■ Assigned task: Output each record exactly. Leave none out.
----------
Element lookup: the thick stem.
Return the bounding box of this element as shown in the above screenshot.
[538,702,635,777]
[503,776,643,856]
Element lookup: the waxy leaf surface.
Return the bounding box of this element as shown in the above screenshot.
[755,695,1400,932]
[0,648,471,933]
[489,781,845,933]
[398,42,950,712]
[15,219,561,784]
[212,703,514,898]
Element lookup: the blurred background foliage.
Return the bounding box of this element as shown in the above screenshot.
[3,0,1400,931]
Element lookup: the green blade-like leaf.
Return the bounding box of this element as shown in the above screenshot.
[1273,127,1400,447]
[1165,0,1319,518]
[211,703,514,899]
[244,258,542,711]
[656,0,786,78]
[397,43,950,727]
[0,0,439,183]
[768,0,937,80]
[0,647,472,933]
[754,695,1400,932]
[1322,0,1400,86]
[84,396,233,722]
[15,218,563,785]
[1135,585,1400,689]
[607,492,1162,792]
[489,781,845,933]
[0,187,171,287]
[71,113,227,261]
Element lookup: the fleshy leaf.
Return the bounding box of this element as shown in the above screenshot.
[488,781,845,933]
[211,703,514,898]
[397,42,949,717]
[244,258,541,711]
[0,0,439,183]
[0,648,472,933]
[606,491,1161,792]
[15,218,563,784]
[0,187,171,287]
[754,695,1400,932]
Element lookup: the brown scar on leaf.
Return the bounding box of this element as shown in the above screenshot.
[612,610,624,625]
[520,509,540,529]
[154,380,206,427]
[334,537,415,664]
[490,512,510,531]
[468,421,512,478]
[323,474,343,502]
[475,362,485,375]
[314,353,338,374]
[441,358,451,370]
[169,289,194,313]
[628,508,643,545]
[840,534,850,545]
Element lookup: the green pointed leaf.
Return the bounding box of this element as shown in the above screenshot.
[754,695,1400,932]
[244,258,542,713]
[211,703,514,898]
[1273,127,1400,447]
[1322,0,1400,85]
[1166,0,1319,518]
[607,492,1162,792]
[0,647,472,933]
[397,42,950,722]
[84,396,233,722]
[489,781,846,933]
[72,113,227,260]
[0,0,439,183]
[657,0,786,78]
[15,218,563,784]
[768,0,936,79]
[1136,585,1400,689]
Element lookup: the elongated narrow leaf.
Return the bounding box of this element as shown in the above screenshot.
----------
■ Solution to this exercise:
Element lookup: the thick stem.
Return the bounding box of this element as shown in the above screenshot.
[538,702,635,777]
[503,776,643,856]
Element lookup: the waxy leaf surface.
Return the bounding box of this element as shown in the above screenshot.
[755,695,1400,932]
[0,648,471,933]
[489,781,845,933]
[398,42,950,712]
[15,219,561,784]
[212,703,514,898]
Element lookup: the blurred background foliage.
Return the bounding box of this element as shown in the above screenshot.
[3,0,1400,931]
Element lookup: the green blade-like leaf.
Return the bounding box of this element as shown in the above screenshot.
[1273,127,1400,447]
[1165,0,1319,518]
[211,703,514,899]
[244,258,542,711]
[656,0,786,78]
[397,43,950,727]
[0,0,439,183]
[768,0,937,80]
[0,647,472,933]
[754,695,1400,932]
[1322,0,1400,86]
[84,396,233,722]
[15,218,563,785]
[1135,585,1400,689]
[607,492,1162,792]
[489,781,845,933]
[0,187,171,287]
[71,113,227,261]
Element lookup: the fleshy leaf.
Return the bounding box of this element as shown in the above screenshot.
[488,781,845,933]
[211,703,514,898]
[397,42,949,717]
[244,258,541,711]
[0,0,439,183]
[0,648,472,933]
[606,491,1161,792]
[15,218,563,784]
[0,187,171,287]
[754,695,1400,932]
Element lookup: the brown scar on leaf.
Return the bounding box of this element as shown in the above screenshot.
[612,610,624,625]
[520,509,540,529]
[154,380,206,427]
[334,537,415,664]
[490,512,510,531]
[468,421,512,478]
[323,474,343,502]
[475,362,485,375]
[314,353,338,374]
[441,358,451,370]
[169,289,194,313]
[628,508,643,545]
[840,534,850,545]
Element lookup: the green pointed leaf.
Return the bounding box of this element as shown in the above screenshot.
[754,695,1400,932]
[244,258,542,713]
[211,703,514,898]
[1273,127,1400,447]
[1322,0,1400,85]
[1166,0,1319,518]
[607,492,1162,792]
[0,647,472,933]
[397,42,950,722]
[84,396,233,722]
[489,781,846,933]
[72,113,227,260]
[0,0,439,183]
[657,0,786,78]
[15,218,563,784]
[768,0,936,79]
[1136,585,1400,689]
Element lookup: the elongated narrow leaf.
Return the bounding box of this element as shown in the above screenshot.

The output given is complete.